* BEGIN *
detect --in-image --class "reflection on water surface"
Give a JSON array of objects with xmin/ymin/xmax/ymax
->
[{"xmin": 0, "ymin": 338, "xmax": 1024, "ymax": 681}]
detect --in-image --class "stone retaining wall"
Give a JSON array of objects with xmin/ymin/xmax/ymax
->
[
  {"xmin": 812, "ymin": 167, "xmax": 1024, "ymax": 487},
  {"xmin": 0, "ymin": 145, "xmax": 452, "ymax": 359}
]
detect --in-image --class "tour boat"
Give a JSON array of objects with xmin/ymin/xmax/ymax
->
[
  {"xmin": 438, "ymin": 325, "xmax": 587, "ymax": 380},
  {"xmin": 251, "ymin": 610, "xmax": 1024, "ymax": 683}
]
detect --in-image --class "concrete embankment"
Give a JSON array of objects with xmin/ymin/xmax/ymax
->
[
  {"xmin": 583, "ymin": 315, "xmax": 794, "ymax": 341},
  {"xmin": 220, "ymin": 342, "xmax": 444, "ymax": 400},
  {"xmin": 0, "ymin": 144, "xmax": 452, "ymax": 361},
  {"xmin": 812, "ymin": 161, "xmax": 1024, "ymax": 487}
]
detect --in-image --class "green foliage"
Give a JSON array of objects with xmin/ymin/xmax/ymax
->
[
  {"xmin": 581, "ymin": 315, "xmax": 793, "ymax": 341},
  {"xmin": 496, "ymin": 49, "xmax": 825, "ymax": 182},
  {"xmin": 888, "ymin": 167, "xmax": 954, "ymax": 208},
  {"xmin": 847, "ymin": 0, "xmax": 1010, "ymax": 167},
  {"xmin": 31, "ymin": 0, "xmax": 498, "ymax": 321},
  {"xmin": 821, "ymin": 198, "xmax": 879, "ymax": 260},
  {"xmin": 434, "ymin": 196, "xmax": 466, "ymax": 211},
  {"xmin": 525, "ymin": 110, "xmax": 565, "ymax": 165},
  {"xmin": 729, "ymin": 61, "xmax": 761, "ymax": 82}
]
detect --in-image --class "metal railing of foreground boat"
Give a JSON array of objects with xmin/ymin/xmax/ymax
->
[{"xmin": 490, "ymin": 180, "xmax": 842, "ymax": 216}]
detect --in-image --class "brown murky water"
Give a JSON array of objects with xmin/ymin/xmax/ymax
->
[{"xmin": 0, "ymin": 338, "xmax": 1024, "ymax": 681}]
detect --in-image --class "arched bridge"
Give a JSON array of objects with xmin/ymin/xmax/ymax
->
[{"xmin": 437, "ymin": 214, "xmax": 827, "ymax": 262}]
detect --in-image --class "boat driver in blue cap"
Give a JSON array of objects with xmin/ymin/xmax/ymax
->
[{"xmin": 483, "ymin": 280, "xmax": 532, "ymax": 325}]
* END *
◆ **Requirement**
Return every line of the material above unchanged, from the first line through the last.

◆ **Exercise response**
detect --in-image --class "reflection on water surface"
Give a JSON array of objects with xmin/ymin/xmax/ymax
->
[{"xmin": 0, "ymin": 338, "xmax": 1024, "ymax": 681}]
detect --in-image --class "stone retaining wall"
Give a JSON array of objects with xmin/ymin/xmax/ymax
->
[
  {"xmin": 812, "ymin": 167, "xmax": 1024, "ymax": 487},
  {"xmin": 0, "ymin": 145, "xmax": 452, "ymax": 359}
]
detect --in-image --class "tour boat"
Give a JSON array of objects with xmin/ymin/xmax/ymax
->
[
  {"xmin": 438, "ymin": 325, "xmax": 587, "ymax": 380},
  {"xmin": 251, "ymin": 610, "xmax": 1024, "ymax": 683}
]
detect --in-image --class "concrete embankment"
Give a JSON array of objects with xmin/ymin/xmax/ymax
->
[
  {"xmin": 583, "ymin": 315, "xmax": 794, "ymax": 341},
  {"xmin": 220, "ymin": 342, "xmax": 444, "ymax": 400},
  {"xmin": 0, "ymin": 144, "xmax": 452, "ymax": 361},
  {"xmin": 812, "ymin": 161, "xmax": 1024, "ymax": 487}
]
detect --in-image --class "green foliage"
Give a JSON array of objects with xmin/ymin/xmax/ymax
->
[
  {"xmin": 581, "ymin": 315, "xmax": 793, "ymax": 341},
  {"xmin": 496, "ymin": 49, "xmax": 825, "ymax": 182},
  {"xmin": 888, "ymin": 167, "xmax": 954, "ymax": 208},
  {"xmin": 847, "ymin": 0, "xmax": 1010, "ymax": 167},
  {"xmin": 31, "ymin": 0, "xmax": 498, "ymax": 321},
  {"xmin": 821, "ymin": 198, "xmax": 879, "ymax": 260},
  {"xmin": 434, "ymin": 196, "xmax": 466, "ymax": 211},
  {"xmin": 525, "ymin": 110, "xmax": 565, "ymax": 165},
  {"xmin": 729, "ymin": 61, "xmax": 761, "ymax": 82}
]
detect --in-image --class "metal railing of foreground boat"
Give a JSON array of objects with xmin/ymin/xmax/ymax
->
[{"xmin": 490, "ymin": 180, "xmax": 842, "ymax": 216}]
detect --in-image --class "brown murky water"
Give a JSON array of objects with xmin/ymin/xmax/ymax
->
[{"xmin": 0, "ymin": 338, "xmax": 1024, "ymax": 681}]
detect --in-image --class "arched bridge"
Give a JSON array of objects with xmin/ymin/xmax/ymax
->
[{"xmin": 437, "ymin": 214, "xmax": 827, "ymax": 262}]
detect --in-image --class "boat driver in blue cap"
Give a JSON array of objects with xmin/ymin/xmax/ymax
->
[{"xmin": 483, "ymin": 280, "xmax": 532, "ymax": 325}]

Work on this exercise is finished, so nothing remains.